-------- Fragmento seleccionado --------

Las palabras del Ministro Wert sobre la escuela catalana, las pronunciadas ayer y las vertidas hace una semana, han puesto esta cuestión de actualidad. Sin embargo, el debate sobre la capacidad que tiene la escuela de inculcar una identidad nacional no es nuevo, ni es una cuestión por la que se hayan preocupado únicamente los políticos.
Trabajos clásicos sobre nacionalismo coinciden en señalar que la escuela ha sido, históricamente, el principal agente de socialización nacional (Weber 1976, Gellner 1983, Anderson 1983, Hobsbawm 1992). Investigaciones más recientes han defendido que la escuela no sólo ha promovido una conciencia nacional colectiva sino que, además, ha contribuido a modelar la identidad nacional de los individuos. Martínez-Herrera (2002) ha aplicado este argumento a aquellos contextos en los que se ha producido un proceso de descentralización política. En aquellos territorios en los que pre-existía una identidad alternativa a la identidad nacional del Estado, la transferencia de competencias ha permitido que los gobiernos autonómicos dispongan de los dos principales agentes de nacionalización (escuela y medios de comunicación) para fomentar una identidad “regional” en detrimento de la identidad “nacional”. En todos estos trabajos parece existir, por tanto, un amplio consenso sobre la capacidad nacionalizadora de la escuela.
Efectivamente, el currículo de la escuela y, en particular, el currículo de asignaturas como historia, geografía, literatura o lengua, que se imparten durante la enseñanza obligatoria, tienen una significativa carga nacional. El adoctrinamiento y la exposición serían los medios a través de los cuales la escuela inculca en los alumnos estos sentimientos de identificación.

--------

# Tarea escrita 1:
Localiza en el listado todas las líneas que contengan la palabra "window" y cópialas.

-------- Registros sin procesar --------

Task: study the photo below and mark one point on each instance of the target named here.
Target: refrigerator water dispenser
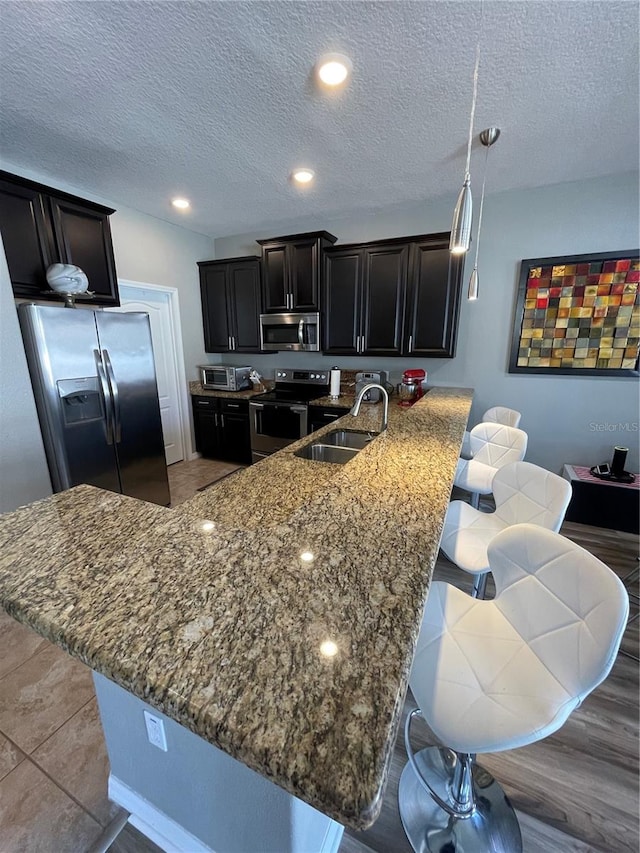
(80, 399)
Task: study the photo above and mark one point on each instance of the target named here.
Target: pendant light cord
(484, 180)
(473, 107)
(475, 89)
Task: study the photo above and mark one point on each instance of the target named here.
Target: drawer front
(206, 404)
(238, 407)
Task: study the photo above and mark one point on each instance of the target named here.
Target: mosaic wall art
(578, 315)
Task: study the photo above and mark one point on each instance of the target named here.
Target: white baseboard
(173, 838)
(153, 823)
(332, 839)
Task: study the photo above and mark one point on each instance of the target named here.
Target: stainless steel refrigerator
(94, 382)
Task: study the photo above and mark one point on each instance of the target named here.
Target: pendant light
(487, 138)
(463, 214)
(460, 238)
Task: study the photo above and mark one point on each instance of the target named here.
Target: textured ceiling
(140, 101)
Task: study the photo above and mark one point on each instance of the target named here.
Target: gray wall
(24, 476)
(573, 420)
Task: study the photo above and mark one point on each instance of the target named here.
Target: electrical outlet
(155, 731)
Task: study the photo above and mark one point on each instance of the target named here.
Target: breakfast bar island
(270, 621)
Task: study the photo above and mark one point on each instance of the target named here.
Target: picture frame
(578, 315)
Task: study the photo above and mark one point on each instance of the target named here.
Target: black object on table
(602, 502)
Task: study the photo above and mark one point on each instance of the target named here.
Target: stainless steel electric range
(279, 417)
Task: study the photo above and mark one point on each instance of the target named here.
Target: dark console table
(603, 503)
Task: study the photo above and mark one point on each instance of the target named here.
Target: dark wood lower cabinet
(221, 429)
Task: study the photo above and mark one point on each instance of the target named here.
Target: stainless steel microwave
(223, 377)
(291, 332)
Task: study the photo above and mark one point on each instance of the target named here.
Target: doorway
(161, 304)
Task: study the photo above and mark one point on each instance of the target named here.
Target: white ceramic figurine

--------
-------- Registros sin procesar --------

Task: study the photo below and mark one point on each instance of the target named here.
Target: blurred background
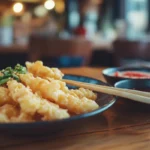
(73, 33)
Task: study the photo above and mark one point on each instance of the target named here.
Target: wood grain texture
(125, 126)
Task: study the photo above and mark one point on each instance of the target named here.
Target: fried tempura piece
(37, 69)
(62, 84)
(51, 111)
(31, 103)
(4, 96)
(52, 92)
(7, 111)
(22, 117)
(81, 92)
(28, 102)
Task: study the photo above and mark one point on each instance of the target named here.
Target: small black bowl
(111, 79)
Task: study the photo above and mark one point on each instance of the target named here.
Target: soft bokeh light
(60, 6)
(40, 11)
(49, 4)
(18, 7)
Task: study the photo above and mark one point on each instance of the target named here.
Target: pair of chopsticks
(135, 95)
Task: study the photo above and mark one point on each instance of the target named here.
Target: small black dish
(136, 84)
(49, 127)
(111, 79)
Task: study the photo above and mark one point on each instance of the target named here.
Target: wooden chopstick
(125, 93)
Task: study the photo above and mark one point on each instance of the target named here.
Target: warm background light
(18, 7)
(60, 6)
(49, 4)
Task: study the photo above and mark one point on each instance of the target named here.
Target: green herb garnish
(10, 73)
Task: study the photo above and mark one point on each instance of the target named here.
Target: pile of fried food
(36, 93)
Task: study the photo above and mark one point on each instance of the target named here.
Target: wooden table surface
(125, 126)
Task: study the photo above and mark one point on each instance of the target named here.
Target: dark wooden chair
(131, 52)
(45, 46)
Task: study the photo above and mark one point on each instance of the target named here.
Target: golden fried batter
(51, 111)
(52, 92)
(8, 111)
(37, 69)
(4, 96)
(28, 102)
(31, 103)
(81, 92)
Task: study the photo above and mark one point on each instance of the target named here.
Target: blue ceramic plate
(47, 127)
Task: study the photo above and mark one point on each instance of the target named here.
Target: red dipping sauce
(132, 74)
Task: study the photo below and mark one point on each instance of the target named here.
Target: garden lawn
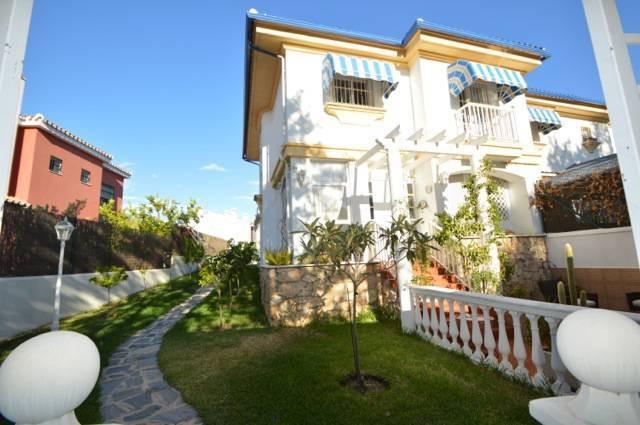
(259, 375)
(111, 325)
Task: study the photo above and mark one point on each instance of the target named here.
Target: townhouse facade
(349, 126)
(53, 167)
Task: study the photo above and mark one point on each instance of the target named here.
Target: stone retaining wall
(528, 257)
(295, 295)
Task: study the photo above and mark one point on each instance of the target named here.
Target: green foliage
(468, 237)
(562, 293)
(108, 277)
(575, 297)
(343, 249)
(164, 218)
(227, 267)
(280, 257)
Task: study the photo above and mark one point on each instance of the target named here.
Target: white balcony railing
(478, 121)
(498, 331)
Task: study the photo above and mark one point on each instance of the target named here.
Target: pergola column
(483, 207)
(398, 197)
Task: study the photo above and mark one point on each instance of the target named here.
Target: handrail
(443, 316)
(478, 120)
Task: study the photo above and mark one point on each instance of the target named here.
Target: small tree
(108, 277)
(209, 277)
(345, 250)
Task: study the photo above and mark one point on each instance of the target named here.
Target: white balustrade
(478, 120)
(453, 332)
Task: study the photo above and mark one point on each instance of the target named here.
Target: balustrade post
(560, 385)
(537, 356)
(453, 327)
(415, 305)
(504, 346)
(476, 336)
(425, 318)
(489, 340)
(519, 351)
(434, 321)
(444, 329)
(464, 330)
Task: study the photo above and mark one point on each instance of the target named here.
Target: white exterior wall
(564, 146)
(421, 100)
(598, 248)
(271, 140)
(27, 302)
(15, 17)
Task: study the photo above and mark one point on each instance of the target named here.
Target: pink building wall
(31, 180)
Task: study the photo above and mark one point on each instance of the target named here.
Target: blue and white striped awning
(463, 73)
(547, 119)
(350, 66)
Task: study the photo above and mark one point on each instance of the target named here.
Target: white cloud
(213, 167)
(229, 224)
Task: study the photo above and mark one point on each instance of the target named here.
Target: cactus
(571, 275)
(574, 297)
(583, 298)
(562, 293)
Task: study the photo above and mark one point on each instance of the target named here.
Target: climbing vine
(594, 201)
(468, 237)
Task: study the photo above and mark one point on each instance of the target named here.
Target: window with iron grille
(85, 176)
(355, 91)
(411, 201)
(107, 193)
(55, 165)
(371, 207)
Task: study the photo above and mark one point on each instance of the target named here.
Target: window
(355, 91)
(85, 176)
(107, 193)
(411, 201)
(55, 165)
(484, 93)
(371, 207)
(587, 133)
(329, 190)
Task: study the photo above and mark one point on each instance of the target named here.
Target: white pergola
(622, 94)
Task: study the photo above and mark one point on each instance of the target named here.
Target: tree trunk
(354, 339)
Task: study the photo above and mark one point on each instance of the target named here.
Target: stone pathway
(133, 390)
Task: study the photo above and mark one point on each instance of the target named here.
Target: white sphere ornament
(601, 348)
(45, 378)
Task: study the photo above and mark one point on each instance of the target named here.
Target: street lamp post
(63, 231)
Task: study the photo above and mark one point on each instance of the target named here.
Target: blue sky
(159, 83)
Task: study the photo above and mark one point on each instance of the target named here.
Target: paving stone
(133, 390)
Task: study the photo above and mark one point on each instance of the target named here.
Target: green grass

--------

# Tarea escrita 2:
Según el fragmento sobre la escuela y la identidad nacional, ¿cuáles son los dos principales agentes de nacionalización?

# Respuesta 1:
Target: window with iron grille
Target: window

# Respuesta 2:
La escuela y los medios de comunicación.